They seize checking accounts for unpaid hospital bills?????

Quote from Vinny1:

If it's hard to collect on a judgment, why do people bother going to court then? How do you find someone's bank account anyhow?

Imo, a waste of time. I won a judgement against a customer- another small business (small claims court), maybe $900.

Not worth the hassle,

Learned my lesson to walk away from any losses in business. The more you think about them the worse it gets.

Going forward, I did a better job of checking out who you want as a customer.
 
Quote from Vinny1:

If it's hard to collect on a judgment, why do people bother going to court then? How do you find someone's bank account anyhow?

I once looked into getting into the business of collecting judgements. Finding someones bank account is not like going into a computer database and looking it up. You actually have to KNOW what bank the debtor banks at to seize his bank account. Judge will not grant an order for you to randomly go to different banks and ask "does Mr. debtor have an account here?" You have to have the specific bank, then you get the order to seize his account. You can also do this with property they own. You can do a forced sale. 99% of creditors will not do this though, but they do hire people that will do that kind of detective work. Typically the collector will get 50% of everything collected, so the collector tries to make sure its worth his time to go after a bank account. (Dont want to seize an account with only $50 in it). Anyway, something must have flagged this guy as having a decent amount of money to go after for a collector to do this kind of stakeout on this guy.
 
I once looked into getting into the business of collecting judgements. Finding someones bank account is not like going into a computer database and looking it up. You actually have to KNOW what bank the debtor banks at to seize his bank account.

can't you get this info thru credit report? at least bank name itself will be there. next step-call or visit this bank's branch
 
it's good to get a check from everybody and then by the time they start making trouble you can hope they still bank at that same bank...
 
gosh, he is a young person, can anyone who is blaming him tell me what else could he do. He lives in a country where a house costs the same amount as a major operation. If medicine were to become free market, this would not happen, the whole system is setup against anyone who is in less than stellar health. Bills, bills, bills, they never end, it was not like this in the old days, people had less stuff, and they had less bills to pay and medicine was cheap.



Quote from misterno:

I think I am misunderstanding it. Can someone help me decipher this?

http://www.nytimes.com/2012/02/13/n...ty-rules.html?pagewanted=2&ref=general&src=me

Christopher Ward, 49, living in his father’s house in White Plains on a $200-a-week disability payment from a workplace spinal injury, recalled stopping at an A.T.M. — “just to have something in my pocket to buy food” — and discovering that his accounts, totaling less than $4,000, had been seized.

“I tore my hair out for a long time not understanding why all this was happening to me,” Mr. Ward said, admitting to memory lapses.

Problems to solve:
1: Print the forum thread about seized bank accounts word for word, everything from "Christopher Ward, 49, living" down to "to memory lapses.".
2: In the forum thread about seized bank accounts, what share of everything collected does a collector typically get?

Information shown:
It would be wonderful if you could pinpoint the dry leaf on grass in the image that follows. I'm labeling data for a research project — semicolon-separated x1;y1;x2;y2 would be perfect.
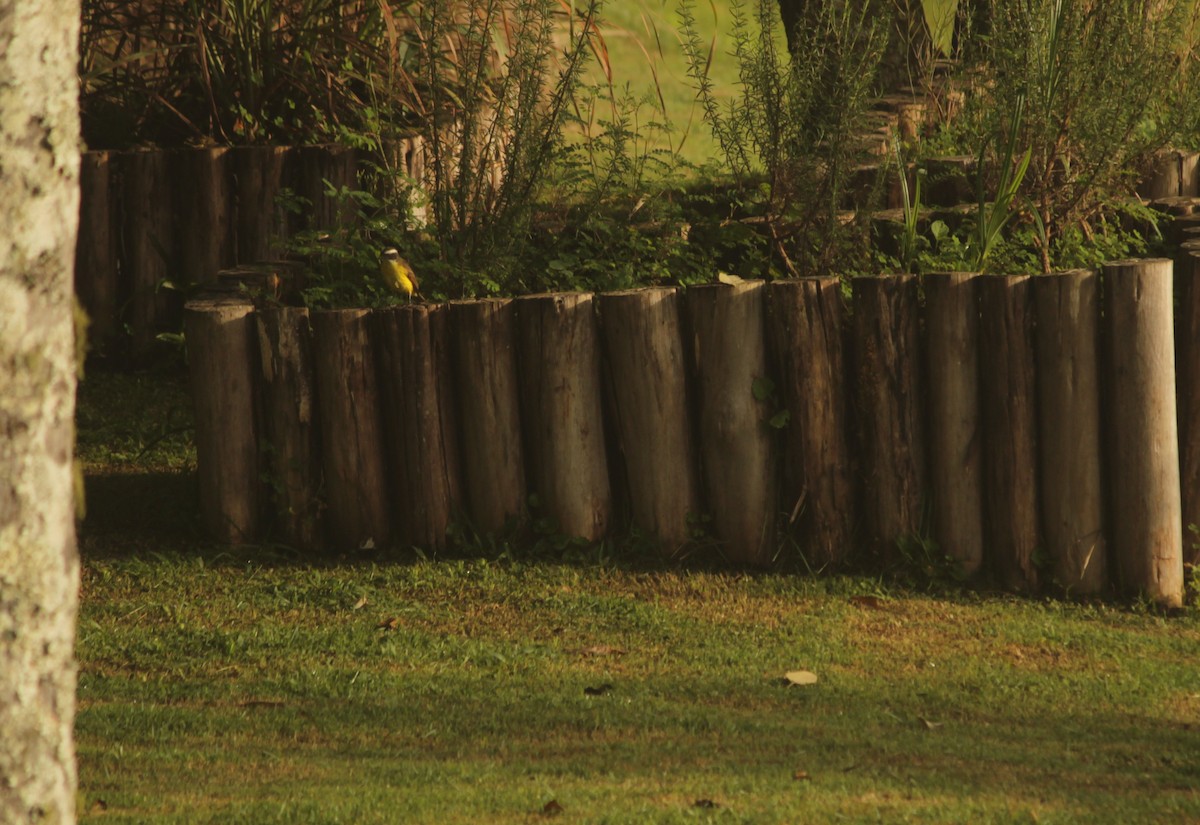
784;670;817;686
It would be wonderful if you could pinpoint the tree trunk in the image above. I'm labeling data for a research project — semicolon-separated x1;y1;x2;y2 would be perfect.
74;152;119;351
1104;259;1183;607
686;281;779;567
184;295;262;544
768;277;856;570
0;0;79;825
376;305;460;550
258;307;324;550
924;272;983;576
853;275;926;560
233;146;287;264
450;299;526;532
1175;253;1200;565
599;288;700;556
1033;270;1108;596
312;309;392;550
979;275;1042;591
172;146;235;287
516;293;612;541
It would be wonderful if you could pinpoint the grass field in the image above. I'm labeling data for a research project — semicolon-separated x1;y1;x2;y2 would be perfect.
77;373;1200;825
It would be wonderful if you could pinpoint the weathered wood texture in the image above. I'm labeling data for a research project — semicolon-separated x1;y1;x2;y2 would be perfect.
852;275;928;560
376;305;460;549
768;277;856;570
257;307;324;550
121;150;174;357
686;281;778;566
450;299;526;532
74;152;120;351
1104;259;1183;606
233;146;287;264
977;275;1042;591
515;293;612;541
1033;270;1108;595
184;296;262;543
924;272;983;576
599;287;700;556
312;309;392;550
170;146;236;287
1175;253;1200;565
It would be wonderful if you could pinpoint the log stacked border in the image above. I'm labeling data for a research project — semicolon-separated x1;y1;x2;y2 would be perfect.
187;260;1200;606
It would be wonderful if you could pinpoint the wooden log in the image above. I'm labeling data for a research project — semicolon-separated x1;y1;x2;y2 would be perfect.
74;152;120;351
450;299;526;532
767;277;856;568
599;287;700;556
121;150;175;359
1033;270;1108;596
924;272;983;576
376;305;458;550
515;293;612;541
170;146;235;287
852;275;928;561
1104;259;1183;607
233;146;287;264
257;307;324;550
1175;252;1200;565
686;281;779;567
184;296;262;543
977;275;1042;591
312;309;391;550
287;145;358;233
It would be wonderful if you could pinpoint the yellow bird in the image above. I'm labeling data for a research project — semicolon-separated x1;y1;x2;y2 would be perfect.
379;248;421;301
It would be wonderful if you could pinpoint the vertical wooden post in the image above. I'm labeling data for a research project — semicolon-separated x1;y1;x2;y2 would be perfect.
515;293;612;541
924;272;983;576
121;150;175;356
1104;259;1183;607
686;281;779;567
978;275;1042;591
76;152;120;350
852;275;926;560
376;305;458;550
312;309;391;550
184;296;262;543
257;307;324;550
599;287;700;555
1175;253;1200;565
233;146;287;264
1033;270;1108;596
767;277;856;568
172;146;235;285
450;299;526;532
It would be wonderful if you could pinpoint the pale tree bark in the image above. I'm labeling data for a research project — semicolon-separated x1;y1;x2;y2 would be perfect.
0;0;79;825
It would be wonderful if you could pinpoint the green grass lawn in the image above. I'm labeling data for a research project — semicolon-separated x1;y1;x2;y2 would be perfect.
77;374;1200;825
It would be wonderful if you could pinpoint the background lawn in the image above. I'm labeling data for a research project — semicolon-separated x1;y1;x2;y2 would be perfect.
78;373;1200;824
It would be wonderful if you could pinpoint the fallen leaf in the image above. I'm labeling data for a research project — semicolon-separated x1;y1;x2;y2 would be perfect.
784;670;817;685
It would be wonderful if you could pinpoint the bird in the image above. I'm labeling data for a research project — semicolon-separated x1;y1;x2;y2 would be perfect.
379;247;421;301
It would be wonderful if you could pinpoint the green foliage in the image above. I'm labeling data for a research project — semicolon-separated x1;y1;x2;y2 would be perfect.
79;0;416;149
680;0;886;275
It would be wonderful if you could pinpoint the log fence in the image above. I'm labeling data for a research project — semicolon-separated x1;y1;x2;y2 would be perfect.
186;261;1200;606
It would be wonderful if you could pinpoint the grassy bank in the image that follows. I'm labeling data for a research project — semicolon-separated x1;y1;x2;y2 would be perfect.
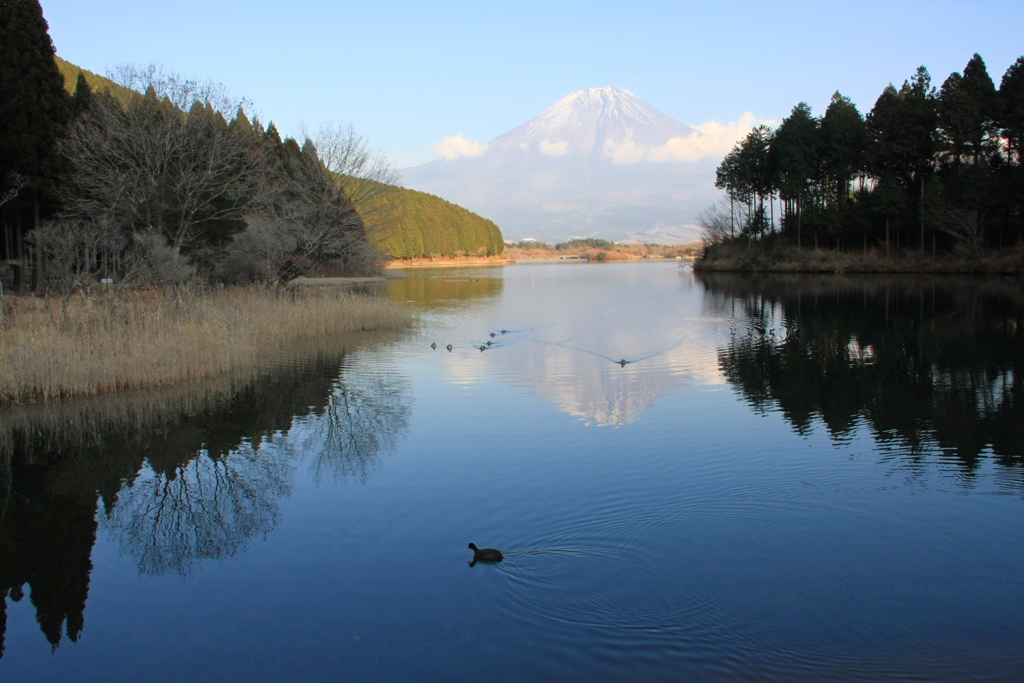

Results:
1:
Christopher Ward, 49, living in his father’s house in White Plains on a $200-a-week disability payment from a workplace spinal injury, recalled stopping at an A.T.M. — “just to have something in my pocket to buy food” — and discovering that his accounts, totaling less than $4,000, had been seized.

“I tore my hair out for a long time not understanding why all this was happening to me,” Mr. Ward said, admitting to memory lapses.

2: A collector typically gets 50% of everything collected.